┌─ PASSAGE PROVIDED

To me, where you are born is total fluke, therefore a daft thing to be proud of.
To those who enjoy it — fill your boots by all means but I'm just saying for me, football, rugby, Eurovision — couldn't give a shite who wins.
However, during the first half of Uruguay-France, I will admit to a... um... well... 'feeling' that may have actually been something approaching patriotic.
Forlan had just had a near miss and immediately after we saw a close-up of him expressing his disgust.
(mouths) 'POO-TAH'
I'm fairly sure this was 'Puta' (whore).
And Puta (or the French 'putain') has always kind of baffled me.
I mean...'whore'?
That's it?
0-0 with a minute to go, your 30 yard free kick rattles the bar and the best you can come up with is 'whore!'?
It seems a rather... odd, weak Johnny Foreigner thing to shout to me (although I bet Ribery will be shouting something else).
What's wrong with a good old head back, hands on hips and British-style "FUCKING BASTARD" or "Maldito bastardo!!" or whatever it is in Spanish.

└─
┌─ MATERIAL

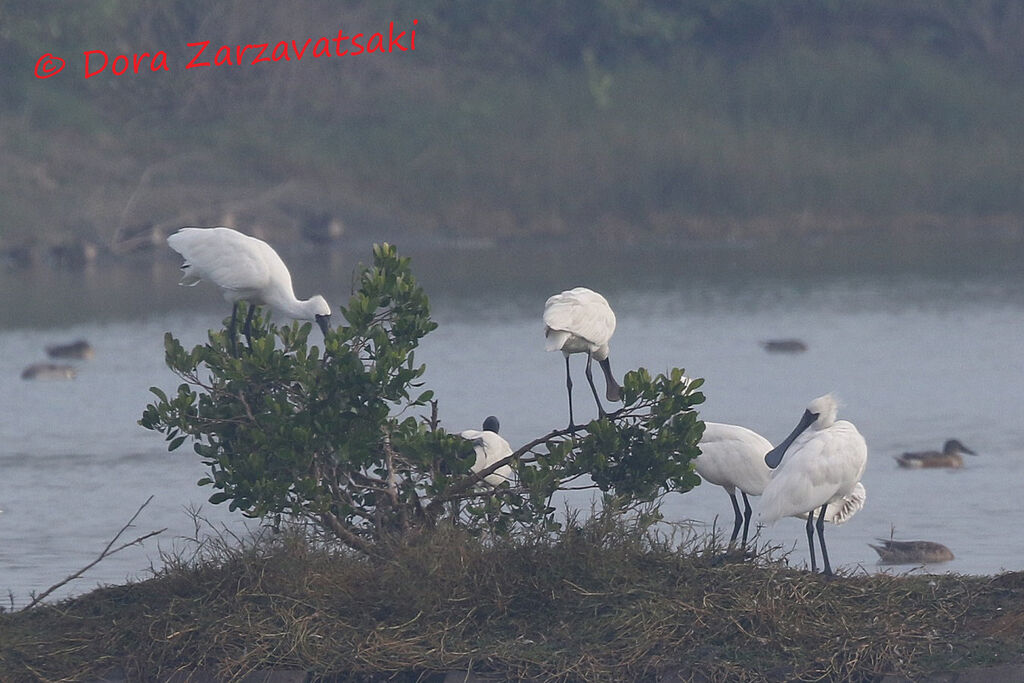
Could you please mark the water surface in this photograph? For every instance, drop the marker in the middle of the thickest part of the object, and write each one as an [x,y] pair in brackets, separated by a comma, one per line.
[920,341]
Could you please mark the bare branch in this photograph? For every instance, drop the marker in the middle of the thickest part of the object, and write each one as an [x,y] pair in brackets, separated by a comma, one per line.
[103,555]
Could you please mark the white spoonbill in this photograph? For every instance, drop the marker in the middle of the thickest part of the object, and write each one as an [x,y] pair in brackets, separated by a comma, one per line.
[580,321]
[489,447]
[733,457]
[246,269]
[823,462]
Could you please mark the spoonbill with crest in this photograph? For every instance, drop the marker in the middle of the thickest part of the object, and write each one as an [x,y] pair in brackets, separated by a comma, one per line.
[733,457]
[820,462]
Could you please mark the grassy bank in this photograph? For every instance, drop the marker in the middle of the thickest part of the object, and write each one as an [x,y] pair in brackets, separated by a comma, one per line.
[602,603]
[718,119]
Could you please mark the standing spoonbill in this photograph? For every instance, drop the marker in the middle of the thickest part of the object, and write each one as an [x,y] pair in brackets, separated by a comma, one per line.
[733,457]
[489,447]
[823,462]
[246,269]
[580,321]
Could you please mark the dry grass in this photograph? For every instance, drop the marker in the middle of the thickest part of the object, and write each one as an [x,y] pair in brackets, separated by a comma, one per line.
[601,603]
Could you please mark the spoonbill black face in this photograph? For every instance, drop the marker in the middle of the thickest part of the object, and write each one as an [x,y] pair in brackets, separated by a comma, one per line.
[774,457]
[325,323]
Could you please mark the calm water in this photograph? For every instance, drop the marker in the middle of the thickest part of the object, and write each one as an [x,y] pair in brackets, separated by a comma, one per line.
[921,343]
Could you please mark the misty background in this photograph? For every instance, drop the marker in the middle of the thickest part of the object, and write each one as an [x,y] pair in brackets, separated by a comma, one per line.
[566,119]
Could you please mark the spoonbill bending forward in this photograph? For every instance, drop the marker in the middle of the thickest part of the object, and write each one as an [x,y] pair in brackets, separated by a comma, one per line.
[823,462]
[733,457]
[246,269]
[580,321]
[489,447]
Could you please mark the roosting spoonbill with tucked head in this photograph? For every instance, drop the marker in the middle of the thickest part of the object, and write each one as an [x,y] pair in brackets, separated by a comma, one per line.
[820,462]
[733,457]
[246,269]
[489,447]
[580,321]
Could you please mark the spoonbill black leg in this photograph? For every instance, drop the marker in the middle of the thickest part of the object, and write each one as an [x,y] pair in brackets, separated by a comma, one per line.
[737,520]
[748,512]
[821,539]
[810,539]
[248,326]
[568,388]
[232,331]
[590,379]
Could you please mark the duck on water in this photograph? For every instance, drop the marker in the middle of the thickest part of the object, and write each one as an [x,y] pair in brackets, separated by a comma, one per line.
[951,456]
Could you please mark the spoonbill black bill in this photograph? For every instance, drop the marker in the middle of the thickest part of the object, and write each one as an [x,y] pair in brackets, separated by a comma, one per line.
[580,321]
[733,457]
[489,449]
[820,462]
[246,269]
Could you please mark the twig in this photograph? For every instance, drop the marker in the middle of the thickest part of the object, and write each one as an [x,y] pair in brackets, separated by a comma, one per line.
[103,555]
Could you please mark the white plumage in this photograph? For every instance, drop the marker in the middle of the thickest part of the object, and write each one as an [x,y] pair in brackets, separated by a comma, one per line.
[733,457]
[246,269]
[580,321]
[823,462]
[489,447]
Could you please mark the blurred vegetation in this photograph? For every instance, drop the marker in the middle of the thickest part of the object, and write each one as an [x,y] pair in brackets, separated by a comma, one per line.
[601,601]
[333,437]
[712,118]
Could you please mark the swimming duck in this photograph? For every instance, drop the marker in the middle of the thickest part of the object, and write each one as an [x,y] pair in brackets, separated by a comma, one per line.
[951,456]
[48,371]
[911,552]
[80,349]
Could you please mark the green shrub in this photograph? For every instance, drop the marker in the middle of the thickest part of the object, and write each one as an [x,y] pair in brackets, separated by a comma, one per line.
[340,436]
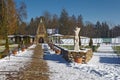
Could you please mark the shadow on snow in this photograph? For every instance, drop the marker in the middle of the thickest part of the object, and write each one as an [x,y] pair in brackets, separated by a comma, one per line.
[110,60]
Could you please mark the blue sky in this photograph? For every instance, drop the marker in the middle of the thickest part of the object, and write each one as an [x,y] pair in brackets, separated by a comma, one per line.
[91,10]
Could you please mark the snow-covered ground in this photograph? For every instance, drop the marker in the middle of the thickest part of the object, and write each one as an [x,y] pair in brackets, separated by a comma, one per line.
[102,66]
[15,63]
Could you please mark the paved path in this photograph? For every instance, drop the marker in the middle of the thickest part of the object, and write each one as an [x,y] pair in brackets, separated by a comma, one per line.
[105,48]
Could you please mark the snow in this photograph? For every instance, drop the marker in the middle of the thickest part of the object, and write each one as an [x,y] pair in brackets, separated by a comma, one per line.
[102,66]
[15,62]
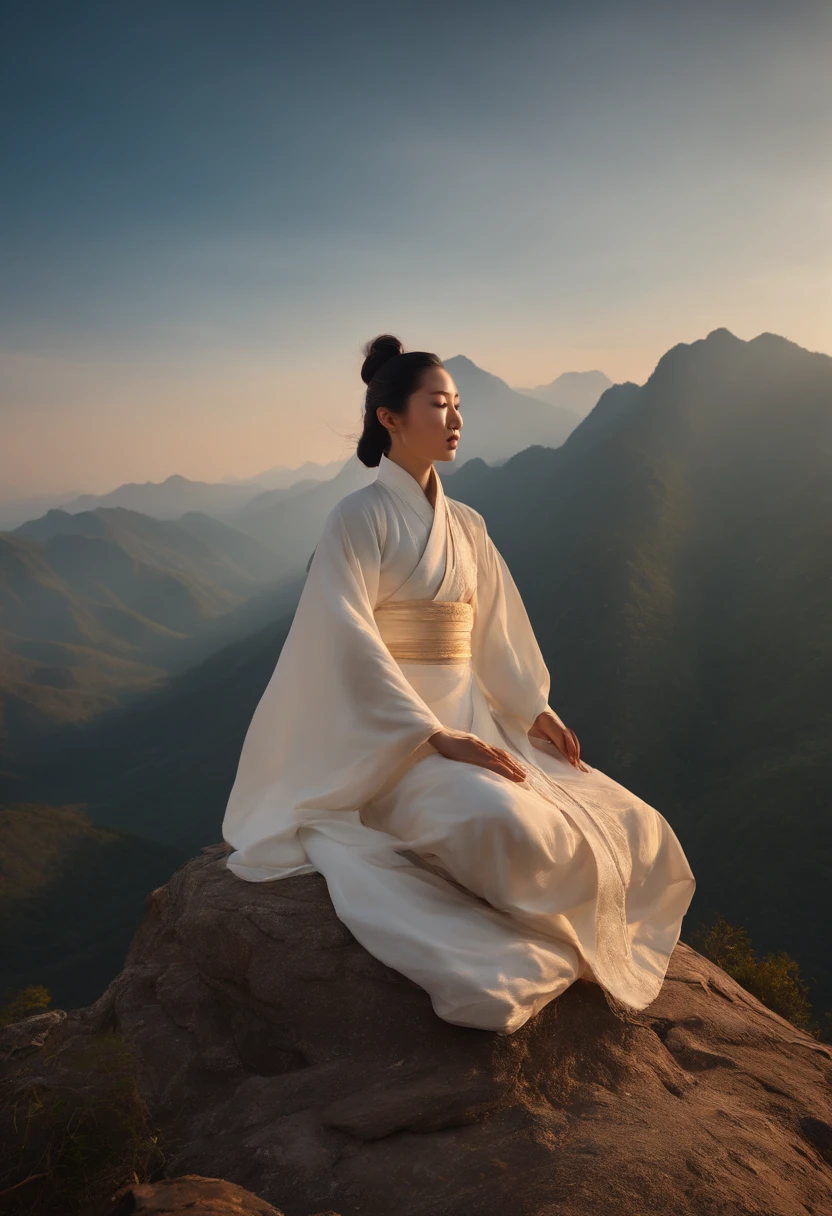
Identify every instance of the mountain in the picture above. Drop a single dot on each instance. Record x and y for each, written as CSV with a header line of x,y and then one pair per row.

└─

OBJECTIVE A
In the post about swearing at football, which match was the writer watching when a feeling close to patriotism came up?
OBJECTIVE B
Explain why the writer of the post about swearing at football thinks being proud of where you were born makes no sense.
OBJECTIVE C
From the post about swearing at football, return the passage that begins with the words "However, during the" and stops after "expressing his disgust.", copied word for word.

EXPECTED OUTPUT A
The first half of Uruguay-France.

EXPECTED OUTPUT B
The writer says where you are born is total fluke. Because it comes down to chance, the writer calls it a daft thing to be proud of.

EXPECTED OUTPUT C
However, during the first half of Uruguay-France, I will admit to a... um... well... 'feeling' that may have actually been something approaching patriotic.
Forlan had just had a near miss and immediately after we saw a close-up of him expressing his disgust.